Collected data
-- Start --
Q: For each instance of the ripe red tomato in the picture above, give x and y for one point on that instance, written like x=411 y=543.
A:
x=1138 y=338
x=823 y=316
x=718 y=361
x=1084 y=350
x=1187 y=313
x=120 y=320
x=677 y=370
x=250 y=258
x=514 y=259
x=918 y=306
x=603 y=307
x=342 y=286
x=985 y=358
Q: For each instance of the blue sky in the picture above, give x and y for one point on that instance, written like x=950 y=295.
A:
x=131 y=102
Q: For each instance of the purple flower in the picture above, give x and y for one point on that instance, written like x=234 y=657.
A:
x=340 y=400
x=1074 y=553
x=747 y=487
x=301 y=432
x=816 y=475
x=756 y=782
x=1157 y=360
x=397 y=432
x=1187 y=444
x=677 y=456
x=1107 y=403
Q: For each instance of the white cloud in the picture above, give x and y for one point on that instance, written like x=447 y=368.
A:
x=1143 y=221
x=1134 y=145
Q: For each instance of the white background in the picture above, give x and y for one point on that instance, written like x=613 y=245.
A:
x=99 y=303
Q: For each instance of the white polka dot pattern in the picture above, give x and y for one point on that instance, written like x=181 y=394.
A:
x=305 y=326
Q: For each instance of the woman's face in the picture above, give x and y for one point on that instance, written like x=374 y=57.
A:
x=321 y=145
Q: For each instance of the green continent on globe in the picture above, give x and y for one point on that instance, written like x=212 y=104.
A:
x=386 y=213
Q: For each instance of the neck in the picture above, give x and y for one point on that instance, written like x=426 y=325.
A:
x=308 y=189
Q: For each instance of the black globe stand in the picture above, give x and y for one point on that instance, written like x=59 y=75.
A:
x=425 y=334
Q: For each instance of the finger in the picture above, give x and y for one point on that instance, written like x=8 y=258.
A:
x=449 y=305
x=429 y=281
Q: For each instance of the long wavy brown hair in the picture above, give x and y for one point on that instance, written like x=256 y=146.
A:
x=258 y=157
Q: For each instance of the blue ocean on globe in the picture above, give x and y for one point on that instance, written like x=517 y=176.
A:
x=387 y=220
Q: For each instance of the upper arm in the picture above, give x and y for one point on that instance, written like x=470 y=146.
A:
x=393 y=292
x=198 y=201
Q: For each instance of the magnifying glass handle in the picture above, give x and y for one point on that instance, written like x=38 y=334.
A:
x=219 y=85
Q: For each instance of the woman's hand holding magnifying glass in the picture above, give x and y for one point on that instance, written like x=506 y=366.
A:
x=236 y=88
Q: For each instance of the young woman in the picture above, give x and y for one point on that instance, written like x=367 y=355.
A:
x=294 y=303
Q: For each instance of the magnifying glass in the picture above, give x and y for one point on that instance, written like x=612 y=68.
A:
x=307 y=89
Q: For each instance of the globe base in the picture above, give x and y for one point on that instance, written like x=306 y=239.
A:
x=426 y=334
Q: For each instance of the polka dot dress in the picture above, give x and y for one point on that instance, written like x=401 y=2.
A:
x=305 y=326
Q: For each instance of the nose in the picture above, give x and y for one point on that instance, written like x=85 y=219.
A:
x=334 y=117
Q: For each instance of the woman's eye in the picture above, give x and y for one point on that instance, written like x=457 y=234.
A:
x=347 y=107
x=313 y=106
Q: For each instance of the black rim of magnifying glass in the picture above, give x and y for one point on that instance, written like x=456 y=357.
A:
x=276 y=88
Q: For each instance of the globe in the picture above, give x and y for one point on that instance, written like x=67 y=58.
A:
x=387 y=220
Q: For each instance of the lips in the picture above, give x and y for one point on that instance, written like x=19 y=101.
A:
-- End --
*TASK DESCRIPTION*
Every entry in the listing must be retyped exactly.

*SOLUTION TO THE EXERCISE*
Q: For each instance of the ripe red tomato in the picture above, give x and y for one point on that instance, written like x=411 y=543.
A:
x=1138 y=338
x=823 y=316
x=718 y=361
x=1084 y=350
x=1187 y=313
x=120 y=320
x=677 y=370
x=250 y=258
x=514 y=259
x=918 y=306
x=603 y=307
x=342 y=286
x=985 y=358
Q: For each instance of the blue sky in the picture above, give x and y for one point on that instance, written like x=950 y=295.
A:
x=131 y=102
Q: For each instance of the purple flower in the picture above, give x and y for one point on that instance, written like x=234 y=657.
A:
x=340 y=400
x=1074 y=553
x=747 y=487
x=301 y=432
x=816 y=475
x=756 y=782
x=1157 y=360
x=397 y=432
x=1187 y=444
x=677 y=456
x=1107 y=403
Q: For each instance of the white cloud in the picture above, give x and y for one point on that instance, written like x=447 y=368.
A:
x=1143 y=221
x=1134 y=145
Q: For each instance of the white background in the picture above, give x and y for one point on that instance, written like x=613 y=245.
A:
x=99 y=303
Q: For each instance of the white polka dot pattern in the picture above, give x and y for one point on that instance, written like x=181 y=394.
A:
x=305 y=326
Q: For each instance of the woman's face in the picture above, give x and y for one point on that instance, written like x=374 y=57.
A:
x=321 y=145
Q: For each instance of the green continent on globe in the picture above, give x and y for one point on that instance, written like x=212 y=104.
A:
x=386 y=213
Q: For each instance of the neck in the picture above, give x and y for one point on that instance, written like x=426 y=325.
A:
x=308 y=189
Q: For each instance of the black globe stand in the picture above, give x and y for one point on that instance, written like x=59 y=75.
A:
x=425 y=334
Q: For each instance of the finger in the picture above, give x and y for one point on that instance, written like x=8 y=258.
A:
x=449 y=305
x=429 y=281
Q: For each instance of the long wavy brown hair in the picture above, give x and y for one point on that instance, written like x=256 y=146.
A:
x=258 y=157
Q: For each instance of the blue ocean on globe in the picture above, give x and y for one point on that instance, written like x=517 y=176.
A:
x=387 y=220
Q: For each instance of the upper arm in the picture above, give x and y for one point on that instance, written like x=470 y=146.
A:
x=393 y=292
x=198 y=201
Q: For each instance of the magnifying glass handle in the picture above, give x and y for one point on that instance, written like x=38 y=334.
A:
x=219 y=85
Q: For each instance of the woman's hand holding magnifying glass in the picture above, give x and y for one point on that instance, written like x=506 y=366.
A:
x=236 y=88
Q: For each instance of the young woman in the picture above, give x and y for one point on that instance, written like x=367 y=355.
A:
x=294 y=303
Q: For each instance of the magnifying glass in the picture above, give x and y for one point on that instance, written like x=612 y=68.
A:
x=307 y=89
Q: For each instance of the globe base in the picture above, give x and y for one point on that instance, written like x=306 y=239.
A:
x=426 y=334
Q: For each instance of the polka dot dress in the picture above, give x and y for one point on that instance, written like x=401 y=2.
A:
x=305 y=326
Q: For each instance of the nose in the picture above, give x and y for one point on that instance, written like x=85 y=219.
A:
x=334 y=117
Q: For each instance of the woman's eye in the picture above, give x and y for one point on that instance, written like x=457 y=234.
A:
x=347 y=107
x=313 y=106
Q: For each instance of the black rim of magnifying glass in the picture above, give x and y for one point on that instance, written like x=456 y=357.
A:
x=276 y=88
Q: For each instance of the globe in the picture above, give x and y for one point on that instance, written like x=67 y=58.
A:
x=387 y=220
Q: For each instance of the lips in the picture above, give x and y for one point on that instance, written like x=19 y=101.
A:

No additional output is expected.